▶ _Job_: Copy the items below from the line with "Question. Locate the dark sky" through the end, shifting every answer point by adding 66 to each of its coordinates. Keep the sample outputs unchanged, and leave out the pictures.

(Stored records)

..........

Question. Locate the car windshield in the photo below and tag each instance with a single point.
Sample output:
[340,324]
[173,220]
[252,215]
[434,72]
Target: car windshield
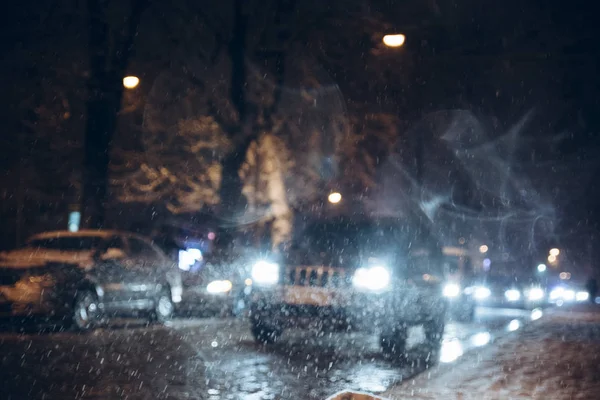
[70,243]
[299,199]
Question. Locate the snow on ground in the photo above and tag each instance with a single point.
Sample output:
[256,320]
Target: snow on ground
[556,357]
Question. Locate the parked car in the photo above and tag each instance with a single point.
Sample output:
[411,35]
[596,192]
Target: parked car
[90,250]
[379,276]
[82,298]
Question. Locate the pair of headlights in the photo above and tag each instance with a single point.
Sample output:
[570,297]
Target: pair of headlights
[374,278]
[481,292]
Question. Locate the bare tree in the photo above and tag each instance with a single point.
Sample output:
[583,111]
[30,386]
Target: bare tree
[111,34]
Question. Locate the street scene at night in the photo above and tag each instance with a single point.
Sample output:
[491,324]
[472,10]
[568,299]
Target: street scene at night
[282,199]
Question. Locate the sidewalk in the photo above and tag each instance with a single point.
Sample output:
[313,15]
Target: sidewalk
[556,357]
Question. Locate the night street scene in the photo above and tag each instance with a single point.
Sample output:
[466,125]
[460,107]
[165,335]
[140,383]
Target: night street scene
[283,199]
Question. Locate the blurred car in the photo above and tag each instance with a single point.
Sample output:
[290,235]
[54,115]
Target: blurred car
[216,289]
[87,247]
[377,276]
[84,297]
[508,292]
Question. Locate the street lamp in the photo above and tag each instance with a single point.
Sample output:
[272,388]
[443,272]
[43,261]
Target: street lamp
[334,197]
[541,267]
[131,82]
[395,40]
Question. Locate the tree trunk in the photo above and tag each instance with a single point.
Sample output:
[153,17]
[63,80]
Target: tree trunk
[232,201]
[109,57]
[101,123]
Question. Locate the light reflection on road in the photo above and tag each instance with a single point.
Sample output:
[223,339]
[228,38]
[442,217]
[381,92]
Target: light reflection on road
[456,343]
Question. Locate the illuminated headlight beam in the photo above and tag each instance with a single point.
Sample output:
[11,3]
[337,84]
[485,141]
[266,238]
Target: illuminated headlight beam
[451,290]
[219,287]
[512,295]
[374,278]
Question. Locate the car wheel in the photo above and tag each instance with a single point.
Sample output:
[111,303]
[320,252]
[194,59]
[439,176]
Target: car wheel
[265,334]
[85,311]
[393,342]
[163,307]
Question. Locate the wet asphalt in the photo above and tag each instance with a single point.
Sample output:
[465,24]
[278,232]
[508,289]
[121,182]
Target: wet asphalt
[214,358]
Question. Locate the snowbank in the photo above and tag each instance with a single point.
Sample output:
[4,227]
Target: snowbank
[557,357]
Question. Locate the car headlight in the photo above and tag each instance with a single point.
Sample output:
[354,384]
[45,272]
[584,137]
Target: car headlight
[219,287]
[535,294]
[582,296]
[451,290]
[373,278]
[557,293]
[265,273]
[481,293]
[569,295]
[512,295]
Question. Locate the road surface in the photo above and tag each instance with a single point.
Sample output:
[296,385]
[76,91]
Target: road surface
[217,359]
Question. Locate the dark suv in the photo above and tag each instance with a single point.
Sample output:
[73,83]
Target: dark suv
[380,276]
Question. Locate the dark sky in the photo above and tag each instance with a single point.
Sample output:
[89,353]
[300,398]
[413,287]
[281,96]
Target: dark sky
[500,60]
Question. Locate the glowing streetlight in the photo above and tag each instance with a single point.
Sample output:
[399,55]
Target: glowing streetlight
[541,267]
[396,40]
[334,197]
[131,82]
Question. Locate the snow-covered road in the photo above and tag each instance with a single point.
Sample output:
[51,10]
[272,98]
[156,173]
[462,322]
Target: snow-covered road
[556,357]
[217,359]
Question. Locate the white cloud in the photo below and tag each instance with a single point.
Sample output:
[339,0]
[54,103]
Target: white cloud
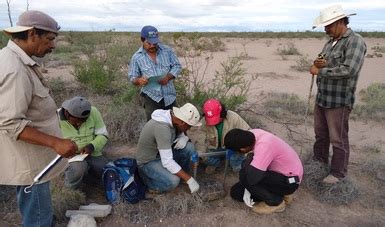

..........

▶ _Solution for this exercise_:
Question. Locate the dark sky in the photo above and tag each instance with a single point.
Sample output:
[89,353]
[300,398]
[413,287]
[281,96]
Target: dark sky
[566,126]
Question. Locate the glowing streetlight in the photo above and tag each instance with a single point.
Sample output:
[399,55]
Target: glowing streetlight
[607,333]
[462,106]
[400,263]
[197,148]
Question. Locate the snow-covered road in the photo above and tag each instance with a single point.
Sample output:
[51,10]
[272,98]
[156,173]
[462,322]
Target: snow-covered road
[622,423]
[283,425]
Question. Locate the white cloud in the photo below and tag each instance with a single point.
Sample output:
[339,0]
[54,103]
Target: white cloud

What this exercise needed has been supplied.